Across the records that follow, give the number of lines containing the word "black" and nothing else.

Stored data entries:
######
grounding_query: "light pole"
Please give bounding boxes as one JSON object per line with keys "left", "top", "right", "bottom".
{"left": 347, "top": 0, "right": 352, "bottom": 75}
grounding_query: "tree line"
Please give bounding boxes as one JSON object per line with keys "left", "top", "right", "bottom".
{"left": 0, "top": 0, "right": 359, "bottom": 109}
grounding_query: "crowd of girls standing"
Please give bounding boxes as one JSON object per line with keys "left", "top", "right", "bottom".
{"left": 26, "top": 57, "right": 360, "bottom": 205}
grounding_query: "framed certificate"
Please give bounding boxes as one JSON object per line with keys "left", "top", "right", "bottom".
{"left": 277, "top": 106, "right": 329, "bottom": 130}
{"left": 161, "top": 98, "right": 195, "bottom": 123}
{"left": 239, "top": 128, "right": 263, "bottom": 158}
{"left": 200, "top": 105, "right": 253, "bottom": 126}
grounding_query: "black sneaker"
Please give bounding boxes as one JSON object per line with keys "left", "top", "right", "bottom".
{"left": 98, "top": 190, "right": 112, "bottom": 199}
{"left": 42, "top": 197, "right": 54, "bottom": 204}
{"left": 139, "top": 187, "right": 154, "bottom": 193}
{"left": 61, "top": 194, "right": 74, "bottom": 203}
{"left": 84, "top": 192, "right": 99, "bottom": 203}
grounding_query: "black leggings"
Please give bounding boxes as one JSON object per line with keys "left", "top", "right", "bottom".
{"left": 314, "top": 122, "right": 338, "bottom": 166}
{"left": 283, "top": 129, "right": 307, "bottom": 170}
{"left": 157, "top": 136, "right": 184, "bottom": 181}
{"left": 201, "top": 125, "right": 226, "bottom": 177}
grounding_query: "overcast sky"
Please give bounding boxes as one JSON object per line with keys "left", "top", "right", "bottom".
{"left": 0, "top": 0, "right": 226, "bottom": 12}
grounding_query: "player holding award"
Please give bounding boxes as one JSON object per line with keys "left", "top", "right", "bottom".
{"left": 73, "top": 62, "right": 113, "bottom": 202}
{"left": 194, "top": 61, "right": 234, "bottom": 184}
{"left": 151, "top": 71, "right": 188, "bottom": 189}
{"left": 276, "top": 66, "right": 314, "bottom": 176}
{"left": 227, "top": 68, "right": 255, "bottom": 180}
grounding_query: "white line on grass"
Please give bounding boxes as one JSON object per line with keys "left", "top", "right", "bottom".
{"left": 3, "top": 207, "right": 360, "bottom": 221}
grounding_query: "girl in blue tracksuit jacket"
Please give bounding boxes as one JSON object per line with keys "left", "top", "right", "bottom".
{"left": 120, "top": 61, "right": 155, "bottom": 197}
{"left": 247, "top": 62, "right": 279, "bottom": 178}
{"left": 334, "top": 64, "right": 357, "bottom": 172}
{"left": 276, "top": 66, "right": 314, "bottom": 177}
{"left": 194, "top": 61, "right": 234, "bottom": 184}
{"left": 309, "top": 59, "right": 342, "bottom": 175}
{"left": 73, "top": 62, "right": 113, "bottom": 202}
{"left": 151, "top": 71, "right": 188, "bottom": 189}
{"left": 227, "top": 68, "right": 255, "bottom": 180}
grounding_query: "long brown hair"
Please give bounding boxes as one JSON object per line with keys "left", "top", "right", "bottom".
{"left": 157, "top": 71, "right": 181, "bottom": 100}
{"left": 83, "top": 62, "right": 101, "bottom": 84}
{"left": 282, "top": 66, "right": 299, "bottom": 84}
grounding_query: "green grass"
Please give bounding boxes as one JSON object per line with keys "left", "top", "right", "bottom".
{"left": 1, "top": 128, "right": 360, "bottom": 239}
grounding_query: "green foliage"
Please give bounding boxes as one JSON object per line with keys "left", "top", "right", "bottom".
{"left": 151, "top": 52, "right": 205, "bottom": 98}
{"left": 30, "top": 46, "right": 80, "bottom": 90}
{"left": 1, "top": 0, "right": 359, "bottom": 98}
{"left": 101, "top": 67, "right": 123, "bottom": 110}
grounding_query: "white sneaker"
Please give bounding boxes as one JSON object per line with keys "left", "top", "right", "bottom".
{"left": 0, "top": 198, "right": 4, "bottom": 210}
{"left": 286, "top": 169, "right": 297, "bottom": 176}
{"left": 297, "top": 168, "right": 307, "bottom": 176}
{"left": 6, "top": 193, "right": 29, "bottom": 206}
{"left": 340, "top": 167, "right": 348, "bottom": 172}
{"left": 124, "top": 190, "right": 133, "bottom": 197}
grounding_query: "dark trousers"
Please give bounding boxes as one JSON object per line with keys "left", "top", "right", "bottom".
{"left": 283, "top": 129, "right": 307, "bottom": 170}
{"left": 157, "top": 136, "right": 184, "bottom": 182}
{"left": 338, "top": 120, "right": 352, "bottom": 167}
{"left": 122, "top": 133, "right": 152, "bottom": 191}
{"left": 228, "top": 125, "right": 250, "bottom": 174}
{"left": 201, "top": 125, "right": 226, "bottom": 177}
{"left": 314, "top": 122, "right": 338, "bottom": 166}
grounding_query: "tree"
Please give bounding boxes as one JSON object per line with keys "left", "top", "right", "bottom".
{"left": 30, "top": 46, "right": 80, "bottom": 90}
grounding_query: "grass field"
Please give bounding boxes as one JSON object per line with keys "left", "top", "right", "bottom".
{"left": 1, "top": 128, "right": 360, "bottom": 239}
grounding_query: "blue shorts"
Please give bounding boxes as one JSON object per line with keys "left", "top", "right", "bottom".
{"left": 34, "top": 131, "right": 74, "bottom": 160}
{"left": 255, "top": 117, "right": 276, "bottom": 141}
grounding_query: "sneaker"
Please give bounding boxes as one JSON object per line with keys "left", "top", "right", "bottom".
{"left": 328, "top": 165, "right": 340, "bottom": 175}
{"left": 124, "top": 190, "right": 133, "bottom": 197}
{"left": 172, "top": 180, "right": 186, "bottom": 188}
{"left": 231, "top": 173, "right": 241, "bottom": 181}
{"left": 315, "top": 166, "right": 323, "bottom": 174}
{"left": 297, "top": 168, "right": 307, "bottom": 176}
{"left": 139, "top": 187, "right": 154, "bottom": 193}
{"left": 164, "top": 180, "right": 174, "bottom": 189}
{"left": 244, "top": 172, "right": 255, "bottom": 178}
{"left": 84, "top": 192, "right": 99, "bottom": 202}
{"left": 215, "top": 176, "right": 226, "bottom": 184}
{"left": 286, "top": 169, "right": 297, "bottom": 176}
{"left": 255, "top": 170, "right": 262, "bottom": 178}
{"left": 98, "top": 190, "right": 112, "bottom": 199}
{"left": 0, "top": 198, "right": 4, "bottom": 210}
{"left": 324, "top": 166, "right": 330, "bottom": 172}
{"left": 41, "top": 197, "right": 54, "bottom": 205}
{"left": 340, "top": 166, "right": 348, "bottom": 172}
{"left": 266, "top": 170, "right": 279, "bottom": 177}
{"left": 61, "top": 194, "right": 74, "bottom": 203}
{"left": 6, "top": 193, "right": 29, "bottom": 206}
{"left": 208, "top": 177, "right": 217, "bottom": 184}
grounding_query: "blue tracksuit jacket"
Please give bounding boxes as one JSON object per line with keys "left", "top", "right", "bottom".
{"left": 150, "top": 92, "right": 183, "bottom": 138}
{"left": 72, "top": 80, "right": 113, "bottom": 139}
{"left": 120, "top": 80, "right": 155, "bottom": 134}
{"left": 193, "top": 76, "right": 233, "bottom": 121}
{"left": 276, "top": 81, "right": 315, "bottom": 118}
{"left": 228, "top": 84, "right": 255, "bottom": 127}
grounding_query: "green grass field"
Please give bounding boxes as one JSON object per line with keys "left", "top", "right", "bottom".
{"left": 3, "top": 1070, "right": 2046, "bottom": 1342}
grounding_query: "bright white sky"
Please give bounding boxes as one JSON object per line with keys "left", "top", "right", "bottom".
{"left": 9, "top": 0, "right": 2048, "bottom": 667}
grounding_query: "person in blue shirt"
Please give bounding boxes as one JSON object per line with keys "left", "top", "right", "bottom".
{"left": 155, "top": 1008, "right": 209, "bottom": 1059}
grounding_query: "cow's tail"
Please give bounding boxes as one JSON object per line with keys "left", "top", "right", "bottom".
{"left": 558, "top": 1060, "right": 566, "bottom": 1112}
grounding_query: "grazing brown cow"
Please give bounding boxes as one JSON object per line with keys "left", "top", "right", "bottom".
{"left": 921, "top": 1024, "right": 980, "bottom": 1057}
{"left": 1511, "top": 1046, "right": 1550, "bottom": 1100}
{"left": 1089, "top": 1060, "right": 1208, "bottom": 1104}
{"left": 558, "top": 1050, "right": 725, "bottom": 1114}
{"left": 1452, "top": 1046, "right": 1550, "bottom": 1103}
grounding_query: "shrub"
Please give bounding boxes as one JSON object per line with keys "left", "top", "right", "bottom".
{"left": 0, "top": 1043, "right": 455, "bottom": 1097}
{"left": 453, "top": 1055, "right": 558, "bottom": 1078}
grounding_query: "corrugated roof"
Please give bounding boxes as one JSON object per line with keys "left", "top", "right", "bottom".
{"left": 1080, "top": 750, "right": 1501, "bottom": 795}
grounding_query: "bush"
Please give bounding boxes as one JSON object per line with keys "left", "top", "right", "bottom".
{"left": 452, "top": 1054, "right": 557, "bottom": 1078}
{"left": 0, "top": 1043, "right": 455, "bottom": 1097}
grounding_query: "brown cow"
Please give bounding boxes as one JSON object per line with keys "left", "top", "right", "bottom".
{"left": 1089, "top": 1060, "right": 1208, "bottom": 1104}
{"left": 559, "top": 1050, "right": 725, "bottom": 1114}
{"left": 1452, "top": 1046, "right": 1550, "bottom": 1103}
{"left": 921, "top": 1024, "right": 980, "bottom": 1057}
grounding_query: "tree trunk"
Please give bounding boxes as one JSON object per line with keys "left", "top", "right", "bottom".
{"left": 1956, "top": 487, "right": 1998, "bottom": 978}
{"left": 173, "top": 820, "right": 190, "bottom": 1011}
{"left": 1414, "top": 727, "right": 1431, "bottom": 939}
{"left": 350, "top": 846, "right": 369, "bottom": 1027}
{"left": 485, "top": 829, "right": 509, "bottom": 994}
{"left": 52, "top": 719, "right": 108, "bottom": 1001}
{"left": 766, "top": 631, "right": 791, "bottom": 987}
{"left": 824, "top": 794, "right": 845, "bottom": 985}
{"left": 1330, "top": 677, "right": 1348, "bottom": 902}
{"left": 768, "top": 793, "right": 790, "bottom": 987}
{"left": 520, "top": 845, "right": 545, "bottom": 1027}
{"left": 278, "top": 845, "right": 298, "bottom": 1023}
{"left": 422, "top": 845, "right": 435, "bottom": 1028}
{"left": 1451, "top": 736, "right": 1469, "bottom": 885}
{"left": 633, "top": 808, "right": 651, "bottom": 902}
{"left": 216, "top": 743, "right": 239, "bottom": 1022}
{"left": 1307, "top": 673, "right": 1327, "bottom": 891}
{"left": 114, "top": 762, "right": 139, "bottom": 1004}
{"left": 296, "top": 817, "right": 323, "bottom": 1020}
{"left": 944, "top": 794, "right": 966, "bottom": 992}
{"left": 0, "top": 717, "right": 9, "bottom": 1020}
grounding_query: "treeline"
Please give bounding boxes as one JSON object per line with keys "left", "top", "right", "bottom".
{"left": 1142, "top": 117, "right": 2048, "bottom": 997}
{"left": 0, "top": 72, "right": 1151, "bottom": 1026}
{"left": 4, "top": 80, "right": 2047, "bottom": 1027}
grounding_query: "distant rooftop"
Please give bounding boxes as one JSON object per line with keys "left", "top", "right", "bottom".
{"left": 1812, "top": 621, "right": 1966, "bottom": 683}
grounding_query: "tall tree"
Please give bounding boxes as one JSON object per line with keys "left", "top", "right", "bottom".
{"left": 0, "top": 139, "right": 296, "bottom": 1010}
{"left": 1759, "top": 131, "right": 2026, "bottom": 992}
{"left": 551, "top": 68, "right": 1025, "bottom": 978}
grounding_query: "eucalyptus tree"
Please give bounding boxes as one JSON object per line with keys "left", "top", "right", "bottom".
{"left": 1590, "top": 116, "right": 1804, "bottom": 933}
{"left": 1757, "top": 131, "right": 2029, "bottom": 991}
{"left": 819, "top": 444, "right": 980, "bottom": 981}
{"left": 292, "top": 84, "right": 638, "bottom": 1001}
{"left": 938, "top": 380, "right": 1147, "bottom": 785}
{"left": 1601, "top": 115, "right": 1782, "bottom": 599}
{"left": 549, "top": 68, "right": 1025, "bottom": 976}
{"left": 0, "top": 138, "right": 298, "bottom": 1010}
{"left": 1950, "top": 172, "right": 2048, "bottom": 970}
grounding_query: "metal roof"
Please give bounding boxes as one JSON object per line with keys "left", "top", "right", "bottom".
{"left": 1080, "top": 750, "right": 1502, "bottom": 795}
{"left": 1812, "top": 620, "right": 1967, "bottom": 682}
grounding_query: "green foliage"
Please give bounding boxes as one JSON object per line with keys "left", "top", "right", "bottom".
######
■ Result for this task: 2